Try it - Your answer should consist of the lines below that hold the word "player".

Image-grounded pointing data -
::::::::
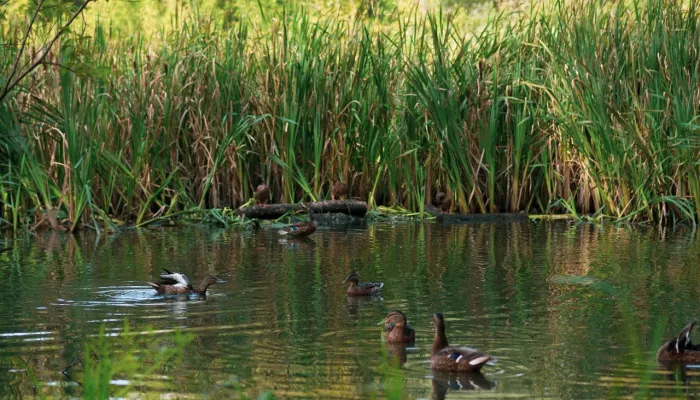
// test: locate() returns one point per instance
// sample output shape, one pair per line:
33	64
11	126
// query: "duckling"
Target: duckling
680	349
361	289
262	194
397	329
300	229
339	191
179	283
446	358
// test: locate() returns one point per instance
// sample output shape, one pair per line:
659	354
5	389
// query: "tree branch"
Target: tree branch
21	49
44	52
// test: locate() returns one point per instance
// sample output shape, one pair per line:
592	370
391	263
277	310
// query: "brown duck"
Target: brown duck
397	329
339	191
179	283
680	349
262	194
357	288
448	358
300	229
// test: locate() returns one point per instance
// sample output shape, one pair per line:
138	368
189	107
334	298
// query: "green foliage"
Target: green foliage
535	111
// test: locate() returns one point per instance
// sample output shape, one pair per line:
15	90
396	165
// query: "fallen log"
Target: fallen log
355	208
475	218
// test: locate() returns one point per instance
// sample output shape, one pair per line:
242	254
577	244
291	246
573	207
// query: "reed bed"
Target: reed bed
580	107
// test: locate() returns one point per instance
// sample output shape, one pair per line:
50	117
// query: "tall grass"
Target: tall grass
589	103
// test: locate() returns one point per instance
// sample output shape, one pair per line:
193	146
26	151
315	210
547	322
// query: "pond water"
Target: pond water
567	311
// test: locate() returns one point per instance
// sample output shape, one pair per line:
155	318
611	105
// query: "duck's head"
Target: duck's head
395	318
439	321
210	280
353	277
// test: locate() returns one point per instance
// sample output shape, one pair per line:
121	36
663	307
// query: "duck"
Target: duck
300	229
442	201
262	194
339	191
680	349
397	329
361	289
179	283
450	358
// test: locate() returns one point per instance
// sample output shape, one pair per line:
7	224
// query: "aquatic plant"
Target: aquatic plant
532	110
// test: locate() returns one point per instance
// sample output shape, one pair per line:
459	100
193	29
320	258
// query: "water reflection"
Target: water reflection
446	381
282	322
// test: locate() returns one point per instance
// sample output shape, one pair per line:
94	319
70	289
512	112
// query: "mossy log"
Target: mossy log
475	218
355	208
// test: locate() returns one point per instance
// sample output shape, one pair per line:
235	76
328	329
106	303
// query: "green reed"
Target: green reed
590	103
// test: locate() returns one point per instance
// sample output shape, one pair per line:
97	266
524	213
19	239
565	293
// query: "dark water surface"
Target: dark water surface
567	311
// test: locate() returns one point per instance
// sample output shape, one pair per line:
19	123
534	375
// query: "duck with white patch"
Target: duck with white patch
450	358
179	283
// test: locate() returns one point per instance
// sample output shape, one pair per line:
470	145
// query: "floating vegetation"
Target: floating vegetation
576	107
::::::::
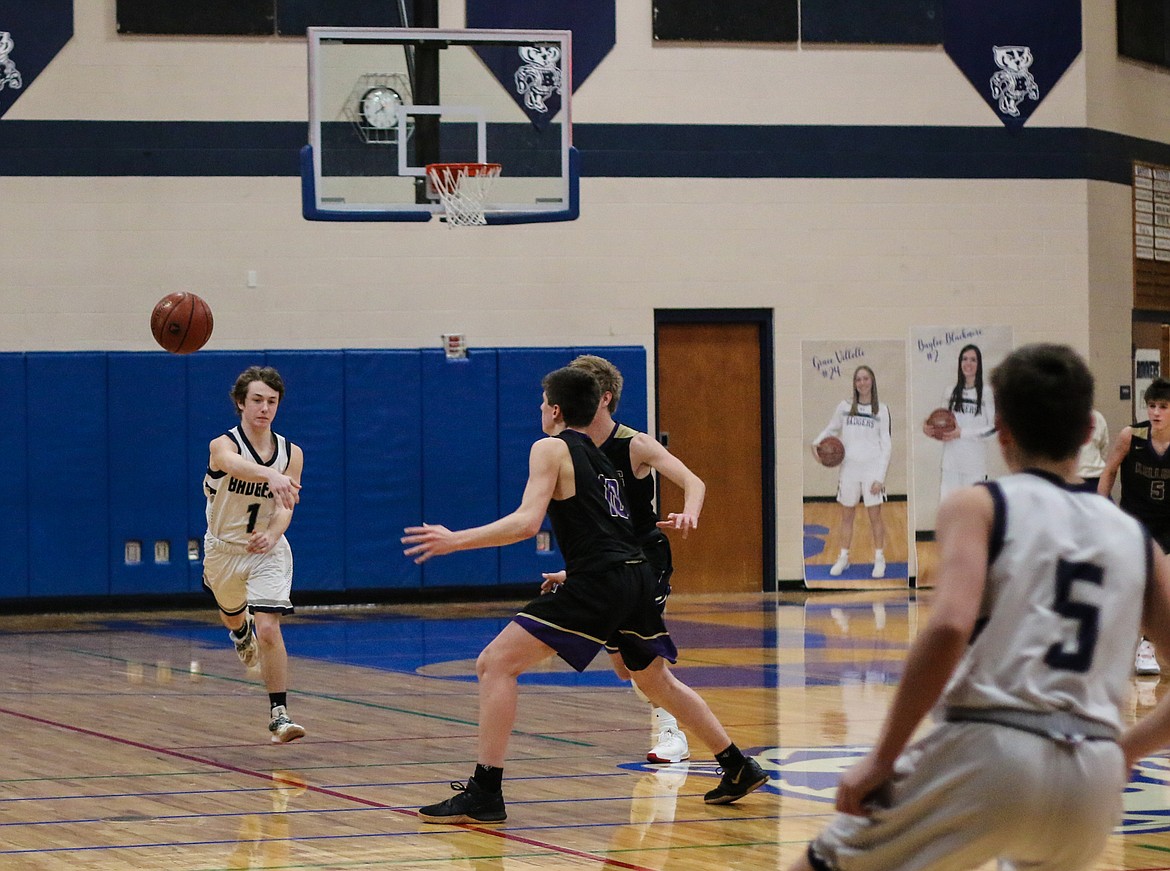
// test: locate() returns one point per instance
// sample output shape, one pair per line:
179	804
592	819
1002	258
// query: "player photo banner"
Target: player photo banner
::::::::
Solved exercise -
// query: "player photo banner"
Target: player photo banner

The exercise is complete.